§ Exercise brief
Format the rows from the start through the line containing "column 526, row 158" as a Markdown table with the columns Line and Content, leaving out blank lines.

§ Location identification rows
+ + +

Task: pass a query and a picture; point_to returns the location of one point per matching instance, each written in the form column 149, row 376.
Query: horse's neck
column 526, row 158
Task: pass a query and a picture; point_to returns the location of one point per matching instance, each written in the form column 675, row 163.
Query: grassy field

+ + +

§ Expected answer
| Line | Content |
|---|---|
| 1 | Task: pass a query and a picture; point_to returns the location of one point per matching instance, each written in the form column 149, row 376. |
| 2 | Query: horse's neck |
| 3 | column 526, row 158 |